▶ _Dataset records_
* * *
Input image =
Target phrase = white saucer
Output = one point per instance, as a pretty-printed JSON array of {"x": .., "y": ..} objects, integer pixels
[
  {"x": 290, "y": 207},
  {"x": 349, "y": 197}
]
* * *
▶ _Your assignment_
All of the entries are to be transcribed exactly.

▶ _Solved problem_
Input image =
Target phrase = white saucer
Output = one point per instance, as a pretty-printed JSON array of {"x": .., "y": ..} objects, integer pixels
[
  {"x": 290, "y": 207},
  {"x": 349, "y": 197}
]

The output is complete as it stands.